### WHAT YOU NEED TO DO
Find every row that contains the word "blue" and copy each of those rows in full.

### RECORDS PROVIDED
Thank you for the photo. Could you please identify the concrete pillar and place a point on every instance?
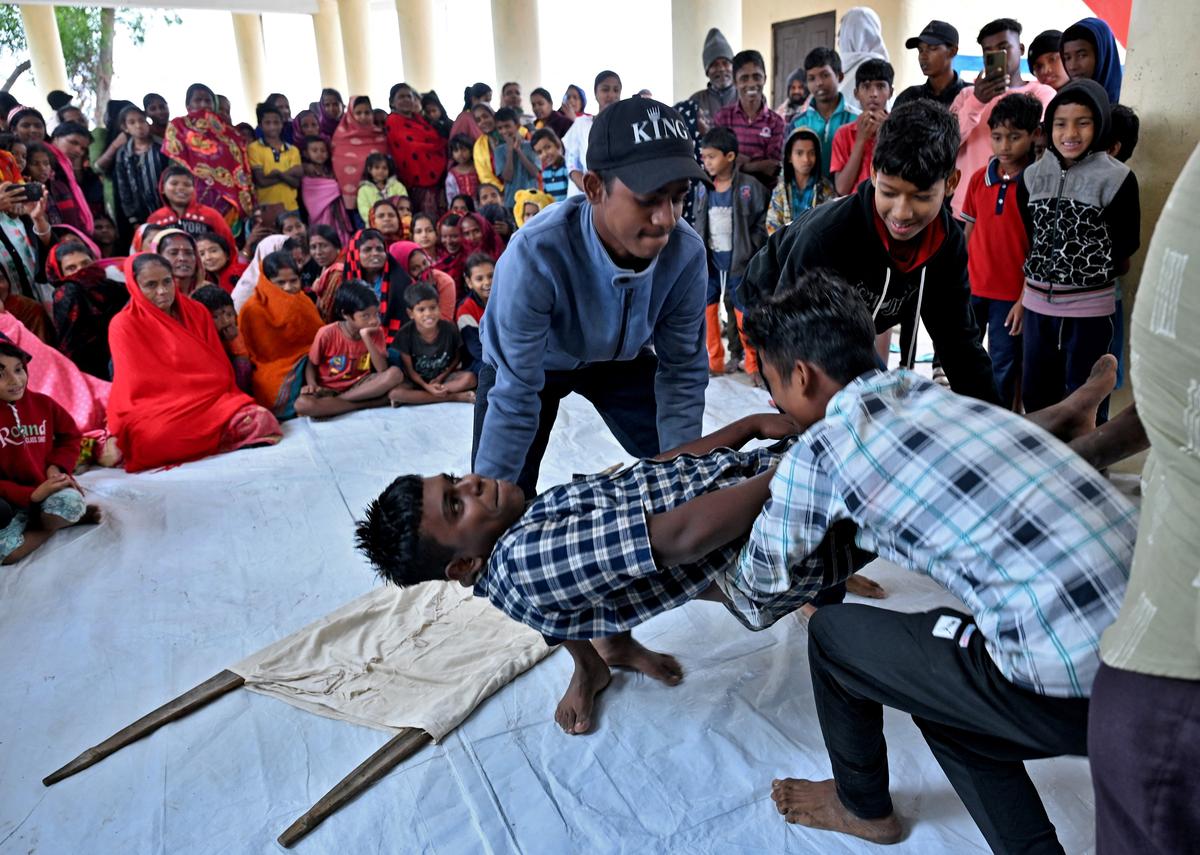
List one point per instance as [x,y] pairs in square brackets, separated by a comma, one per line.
[45,48]
[417,42]
[355,19]
[328,30]
[247,35]
[517,47]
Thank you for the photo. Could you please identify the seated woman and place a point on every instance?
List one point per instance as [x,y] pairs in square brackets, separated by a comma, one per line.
[85,302]
[174,398]
[279,324]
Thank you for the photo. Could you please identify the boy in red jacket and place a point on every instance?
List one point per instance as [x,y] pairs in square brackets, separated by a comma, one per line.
[39,449]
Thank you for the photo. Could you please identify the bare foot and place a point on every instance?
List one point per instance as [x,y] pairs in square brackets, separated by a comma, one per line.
[816,805]
[574,712]
[622,651]
[867,587]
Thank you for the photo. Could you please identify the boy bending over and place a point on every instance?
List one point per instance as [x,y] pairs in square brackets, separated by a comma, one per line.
[1025,532]
[587,561]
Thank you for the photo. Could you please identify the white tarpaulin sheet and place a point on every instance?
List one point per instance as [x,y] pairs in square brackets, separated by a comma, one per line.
[201,566]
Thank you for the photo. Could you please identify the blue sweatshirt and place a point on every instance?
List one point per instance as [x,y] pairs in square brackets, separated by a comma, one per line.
[558,303]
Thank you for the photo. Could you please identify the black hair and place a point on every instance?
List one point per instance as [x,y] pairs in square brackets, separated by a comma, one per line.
[720,138]
[389,534]
[276,261]
[604,76]
[353,296]
[545,133]
[70,129]
[1000,25]
[745,58]
[323,229]
[1125,130]
[1019,111]
[475,259]
[918,143]
[213,298]
[819,58]
[419,292]
[875,70]
[819,318]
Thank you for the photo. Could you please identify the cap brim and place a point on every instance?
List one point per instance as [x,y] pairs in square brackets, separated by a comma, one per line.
[654,174]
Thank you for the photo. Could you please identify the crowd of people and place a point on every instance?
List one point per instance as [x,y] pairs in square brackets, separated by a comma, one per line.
[177,287]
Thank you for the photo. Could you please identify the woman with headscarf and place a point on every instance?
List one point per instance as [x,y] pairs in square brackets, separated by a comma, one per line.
[174,398]
[859,39]
[215,155]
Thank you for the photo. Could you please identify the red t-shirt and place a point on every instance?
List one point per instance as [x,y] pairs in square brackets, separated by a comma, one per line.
[342,362]
[843,143]
[999,243]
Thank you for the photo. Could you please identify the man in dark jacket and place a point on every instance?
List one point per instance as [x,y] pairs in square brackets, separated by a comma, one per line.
[895,243]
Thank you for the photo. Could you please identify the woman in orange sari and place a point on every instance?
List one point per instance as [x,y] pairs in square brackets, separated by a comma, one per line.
[279,323]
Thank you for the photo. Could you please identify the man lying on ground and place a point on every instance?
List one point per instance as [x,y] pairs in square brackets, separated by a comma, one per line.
[1033,540]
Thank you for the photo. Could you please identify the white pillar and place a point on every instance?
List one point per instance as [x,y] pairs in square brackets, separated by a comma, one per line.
[247,34]
[517,46]
[328,30]
[417,43]
[690,22]
[45,49]
[355,19]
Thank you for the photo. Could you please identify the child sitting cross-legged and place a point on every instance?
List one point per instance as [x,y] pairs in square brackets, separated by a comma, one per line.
[39,449]
[347,364]
[430,350]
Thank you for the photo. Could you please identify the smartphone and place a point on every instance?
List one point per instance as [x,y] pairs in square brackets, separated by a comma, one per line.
[995,63]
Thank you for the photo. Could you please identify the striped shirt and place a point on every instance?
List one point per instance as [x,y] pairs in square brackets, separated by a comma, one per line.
[1032,539]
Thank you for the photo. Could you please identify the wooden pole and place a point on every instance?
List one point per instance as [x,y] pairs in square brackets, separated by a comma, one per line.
[397,749]
[205,693]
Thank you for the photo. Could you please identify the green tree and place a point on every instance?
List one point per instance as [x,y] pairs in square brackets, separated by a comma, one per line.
[88,36]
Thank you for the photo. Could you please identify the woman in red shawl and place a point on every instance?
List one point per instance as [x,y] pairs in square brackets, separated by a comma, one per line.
[417,149]
[214,153]
[355,138]
[174,398]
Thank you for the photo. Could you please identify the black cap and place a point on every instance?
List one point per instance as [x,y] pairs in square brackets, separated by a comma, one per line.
[935,33]
[645,143]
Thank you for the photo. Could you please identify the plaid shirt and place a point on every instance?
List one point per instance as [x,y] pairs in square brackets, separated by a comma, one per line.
[577,564]
[760,138]
[1035,542]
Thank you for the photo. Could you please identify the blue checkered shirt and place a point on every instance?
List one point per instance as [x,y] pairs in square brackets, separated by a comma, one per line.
[1032,539]
[577,564]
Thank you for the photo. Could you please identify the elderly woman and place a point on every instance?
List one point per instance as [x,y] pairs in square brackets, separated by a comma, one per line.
[174,398]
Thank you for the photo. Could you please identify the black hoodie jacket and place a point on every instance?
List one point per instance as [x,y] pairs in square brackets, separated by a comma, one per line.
[841,237]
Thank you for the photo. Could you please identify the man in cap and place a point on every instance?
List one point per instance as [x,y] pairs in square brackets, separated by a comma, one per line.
[936,48]
[720,91]
[582,296]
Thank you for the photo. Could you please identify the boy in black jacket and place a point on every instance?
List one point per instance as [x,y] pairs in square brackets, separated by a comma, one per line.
[895,243]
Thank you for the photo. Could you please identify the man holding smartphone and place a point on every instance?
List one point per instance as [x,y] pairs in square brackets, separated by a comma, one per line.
[1002,49]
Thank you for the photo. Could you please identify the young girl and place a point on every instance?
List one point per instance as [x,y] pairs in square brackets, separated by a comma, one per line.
[318,187]
[279,324]
[378,184]
[461,178]
[801,183]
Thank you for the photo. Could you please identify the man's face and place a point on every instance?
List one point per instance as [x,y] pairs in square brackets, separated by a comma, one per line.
[935,59]
[749,79]
[720,72]
[637,225]
[471,514]
[823,84]
[1079,59]
[905,208]
[1011,43]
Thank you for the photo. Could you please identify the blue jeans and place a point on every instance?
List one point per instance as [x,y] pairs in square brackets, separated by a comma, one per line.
[1059,357]
[1003,348]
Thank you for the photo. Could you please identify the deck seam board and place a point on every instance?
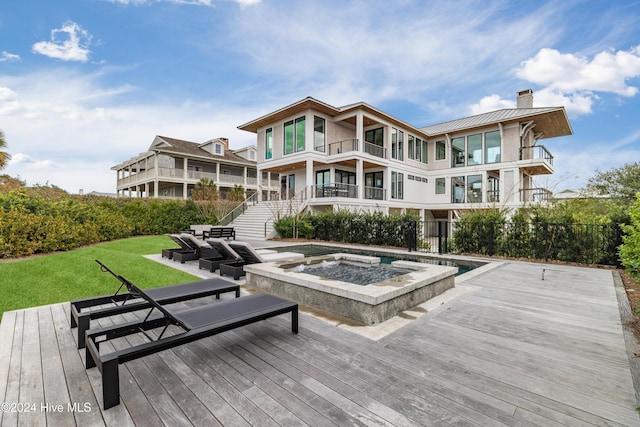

### EXERCISE RESULT
Thank you for the photo. Could you please identify the blue sweatshirt and place a point on every instance?
Thank you for the photo. Could you please identify the blue checkered shirt and place a point on every instance?
Thank you for the photo. Could you please identify the blue jeans and place a point on every instance?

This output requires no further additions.